Scan the entries below and return each line that contains "shadow".

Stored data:
● ● ● ● ●

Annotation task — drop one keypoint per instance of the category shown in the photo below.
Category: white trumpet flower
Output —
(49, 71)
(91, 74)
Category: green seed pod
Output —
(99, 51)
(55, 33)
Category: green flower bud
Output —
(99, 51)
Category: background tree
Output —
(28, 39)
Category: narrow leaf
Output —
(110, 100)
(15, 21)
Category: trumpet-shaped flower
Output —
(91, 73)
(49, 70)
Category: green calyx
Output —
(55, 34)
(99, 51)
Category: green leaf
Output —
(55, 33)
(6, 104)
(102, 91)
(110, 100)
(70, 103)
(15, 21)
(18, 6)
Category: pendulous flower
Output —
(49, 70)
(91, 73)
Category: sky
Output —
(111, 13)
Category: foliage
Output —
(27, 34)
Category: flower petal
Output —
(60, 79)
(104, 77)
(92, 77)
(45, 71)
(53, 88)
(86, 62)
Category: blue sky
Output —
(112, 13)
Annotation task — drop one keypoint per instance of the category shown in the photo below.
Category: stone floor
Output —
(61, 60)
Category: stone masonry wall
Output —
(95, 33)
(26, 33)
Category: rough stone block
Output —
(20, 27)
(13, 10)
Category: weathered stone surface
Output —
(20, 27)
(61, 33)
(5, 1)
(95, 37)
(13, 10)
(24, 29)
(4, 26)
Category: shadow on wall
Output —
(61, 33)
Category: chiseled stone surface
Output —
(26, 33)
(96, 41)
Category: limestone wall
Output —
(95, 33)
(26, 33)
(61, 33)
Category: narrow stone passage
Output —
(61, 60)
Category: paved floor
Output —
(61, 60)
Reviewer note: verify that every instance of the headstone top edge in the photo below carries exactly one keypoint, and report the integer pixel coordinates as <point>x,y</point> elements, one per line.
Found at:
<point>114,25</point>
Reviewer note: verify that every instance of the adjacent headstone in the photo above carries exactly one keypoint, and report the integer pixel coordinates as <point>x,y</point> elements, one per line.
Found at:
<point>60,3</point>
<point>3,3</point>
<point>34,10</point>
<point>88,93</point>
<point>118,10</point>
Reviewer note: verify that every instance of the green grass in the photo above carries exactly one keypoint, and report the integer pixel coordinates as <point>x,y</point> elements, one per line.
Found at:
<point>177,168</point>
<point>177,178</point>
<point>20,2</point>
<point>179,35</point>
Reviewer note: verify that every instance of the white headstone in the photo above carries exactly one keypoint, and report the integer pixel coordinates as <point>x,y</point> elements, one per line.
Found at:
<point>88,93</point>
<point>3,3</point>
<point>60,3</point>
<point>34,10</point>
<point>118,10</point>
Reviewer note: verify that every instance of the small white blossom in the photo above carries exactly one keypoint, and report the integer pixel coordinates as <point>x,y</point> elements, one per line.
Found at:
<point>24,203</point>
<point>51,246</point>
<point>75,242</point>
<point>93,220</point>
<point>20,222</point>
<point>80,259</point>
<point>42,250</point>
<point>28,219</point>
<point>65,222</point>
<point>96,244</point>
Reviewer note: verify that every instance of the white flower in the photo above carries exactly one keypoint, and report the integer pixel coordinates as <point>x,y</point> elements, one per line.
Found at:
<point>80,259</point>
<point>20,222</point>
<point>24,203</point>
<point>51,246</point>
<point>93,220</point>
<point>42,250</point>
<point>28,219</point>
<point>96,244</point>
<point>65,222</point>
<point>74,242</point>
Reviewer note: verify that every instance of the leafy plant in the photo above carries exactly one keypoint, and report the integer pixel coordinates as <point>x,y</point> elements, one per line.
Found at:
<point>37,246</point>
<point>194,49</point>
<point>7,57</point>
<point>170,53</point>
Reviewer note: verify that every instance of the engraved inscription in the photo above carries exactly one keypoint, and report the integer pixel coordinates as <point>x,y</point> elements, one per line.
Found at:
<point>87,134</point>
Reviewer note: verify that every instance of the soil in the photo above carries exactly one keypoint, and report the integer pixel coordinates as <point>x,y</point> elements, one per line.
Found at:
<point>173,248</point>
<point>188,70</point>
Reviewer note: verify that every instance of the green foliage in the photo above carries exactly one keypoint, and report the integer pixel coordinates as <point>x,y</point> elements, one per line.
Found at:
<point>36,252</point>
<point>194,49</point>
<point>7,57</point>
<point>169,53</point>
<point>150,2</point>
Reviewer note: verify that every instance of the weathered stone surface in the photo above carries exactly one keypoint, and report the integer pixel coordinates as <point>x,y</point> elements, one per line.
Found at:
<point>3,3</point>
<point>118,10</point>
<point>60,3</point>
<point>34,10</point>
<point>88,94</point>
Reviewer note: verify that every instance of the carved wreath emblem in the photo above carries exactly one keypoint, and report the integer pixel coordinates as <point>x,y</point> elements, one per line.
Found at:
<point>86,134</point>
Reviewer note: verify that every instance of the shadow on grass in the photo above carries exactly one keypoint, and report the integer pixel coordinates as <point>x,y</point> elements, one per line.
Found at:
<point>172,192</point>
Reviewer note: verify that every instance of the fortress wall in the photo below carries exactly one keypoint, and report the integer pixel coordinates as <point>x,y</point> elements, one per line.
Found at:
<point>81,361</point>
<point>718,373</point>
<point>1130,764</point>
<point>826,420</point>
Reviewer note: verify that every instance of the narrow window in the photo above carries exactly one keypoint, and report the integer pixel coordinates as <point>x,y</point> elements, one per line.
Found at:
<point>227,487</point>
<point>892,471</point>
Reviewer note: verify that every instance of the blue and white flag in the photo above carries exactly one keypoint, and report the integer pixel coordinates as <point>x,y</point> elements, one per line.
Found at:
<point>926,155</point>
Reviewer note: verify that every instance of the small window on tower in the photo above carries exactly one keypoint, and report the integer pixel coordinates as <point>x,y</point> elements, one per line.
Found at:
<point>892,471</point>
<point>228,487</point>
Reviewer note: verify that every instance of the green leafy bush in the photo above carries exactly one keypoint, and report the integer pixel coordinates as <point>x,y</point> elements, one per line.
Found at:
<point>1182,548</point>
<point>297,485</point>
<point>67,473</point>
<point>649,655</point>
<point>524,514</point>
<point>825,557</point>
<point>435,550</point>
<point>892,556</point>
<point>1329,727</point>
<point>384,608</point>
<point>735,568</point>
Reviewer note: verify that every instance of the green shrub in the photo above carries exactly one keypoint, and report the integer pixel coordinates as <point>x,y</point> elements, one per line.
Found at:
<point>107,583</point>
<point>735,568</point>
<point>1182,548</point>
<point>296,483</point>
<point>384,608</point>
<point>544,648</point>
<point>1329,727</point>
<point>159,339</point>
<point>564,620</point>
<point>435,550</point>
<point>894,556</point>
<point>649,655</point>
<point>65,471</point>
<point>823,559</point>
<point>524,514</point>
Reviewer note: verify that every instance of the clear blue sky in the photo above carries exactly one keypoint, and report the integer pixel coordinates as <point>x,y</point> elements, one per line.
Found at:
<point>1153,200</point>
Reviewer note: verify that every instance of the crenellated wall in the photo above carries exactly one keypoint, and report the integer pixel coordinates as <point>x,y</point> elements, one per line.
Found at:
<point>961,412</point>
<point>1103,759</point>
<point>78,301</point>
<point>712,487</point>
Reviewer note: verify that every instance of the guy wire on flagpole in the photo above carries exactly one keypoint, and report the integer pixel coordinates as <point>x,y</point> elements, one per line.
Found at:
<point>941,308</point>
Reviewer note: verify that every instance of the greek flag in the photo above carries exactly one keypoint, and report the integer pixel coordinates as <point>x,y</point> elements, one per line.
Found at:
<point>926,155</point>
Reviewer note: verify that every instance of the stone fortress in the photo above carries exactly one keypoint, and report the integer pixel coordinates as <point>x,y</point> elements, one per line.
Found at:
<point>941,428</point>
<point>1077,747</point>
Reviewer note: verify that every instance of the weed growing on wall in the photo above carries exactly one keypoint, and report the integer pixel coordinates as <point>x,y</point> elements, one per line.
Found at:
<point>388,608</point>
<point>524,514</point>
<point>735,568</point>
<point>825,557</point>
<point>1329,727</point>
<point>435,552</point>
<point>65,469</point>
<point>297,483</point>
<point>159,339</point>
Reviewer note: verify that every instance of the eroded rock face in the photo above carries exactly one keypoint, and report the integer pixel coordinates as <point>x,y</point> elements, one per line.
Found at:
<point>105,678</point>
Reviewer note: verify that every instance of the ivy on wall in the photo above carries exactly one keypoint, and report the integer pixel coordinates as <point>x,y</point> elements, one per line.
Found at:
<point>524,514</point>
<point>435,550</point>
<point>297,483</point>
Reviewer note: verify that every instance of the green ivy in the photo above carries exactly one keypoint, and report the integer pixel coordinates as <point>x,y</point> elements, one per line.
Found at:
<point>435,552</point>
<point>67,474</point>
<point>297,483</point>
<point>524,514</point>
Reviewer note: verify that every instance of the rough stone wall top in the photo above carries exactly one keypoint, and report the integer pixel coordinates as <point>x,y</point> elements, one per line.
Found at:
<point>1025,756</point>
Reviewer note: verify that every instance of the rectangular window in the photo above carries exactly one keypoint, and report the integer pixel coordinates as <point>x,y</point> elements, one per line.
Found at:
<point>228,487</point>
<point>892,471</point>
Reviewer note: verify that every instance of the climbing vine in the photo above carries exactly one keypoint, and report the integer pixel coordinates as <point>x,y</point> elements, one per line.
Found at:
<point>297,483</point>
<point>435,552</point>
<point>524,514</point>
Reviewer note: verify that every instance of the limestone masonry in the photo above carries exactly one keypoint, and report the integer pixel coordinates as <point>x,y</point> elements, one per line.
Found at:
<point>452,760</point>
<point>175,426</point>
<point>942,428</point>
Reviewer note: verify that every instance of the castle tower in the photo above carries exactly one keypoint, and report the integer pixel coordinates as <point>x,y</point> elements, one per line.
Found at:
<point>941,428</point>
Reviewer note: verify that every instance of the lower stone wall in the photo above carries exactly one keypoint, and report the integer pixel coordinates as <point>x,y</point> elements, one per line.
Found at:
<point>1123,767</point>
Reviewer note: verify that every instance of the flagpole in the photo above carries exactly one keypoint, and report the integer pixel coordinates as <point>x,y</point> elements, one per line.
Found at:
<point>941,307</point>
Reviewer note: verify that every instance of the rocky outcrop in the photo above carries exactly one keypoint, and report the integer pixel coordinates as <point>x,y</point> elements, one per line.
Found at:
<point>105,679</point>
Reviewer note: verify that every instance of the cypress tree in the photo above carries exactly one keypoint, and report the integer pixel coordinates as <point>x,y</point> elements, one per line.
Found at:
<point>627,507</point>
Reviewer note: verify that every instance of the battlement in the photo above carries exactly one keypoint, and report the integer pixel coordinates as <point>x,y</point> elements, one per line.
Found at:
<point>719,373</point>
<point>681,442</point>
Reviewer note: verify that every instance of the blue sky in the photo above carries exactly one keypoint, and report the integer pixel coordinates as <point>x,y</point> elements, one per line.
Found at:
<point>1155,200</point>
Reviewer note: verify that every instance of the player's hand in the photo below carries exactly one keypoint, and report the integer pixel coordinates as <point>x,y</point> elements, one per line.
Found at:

● ● ● ● ●

Written response >>
Category: shadow on wall
Reviewer note: verify that every instance of the shadow on grass in the photo above carries exactly one keypoint, and report the integer pixel coordinates as <point>x,y</point> elements, one per line.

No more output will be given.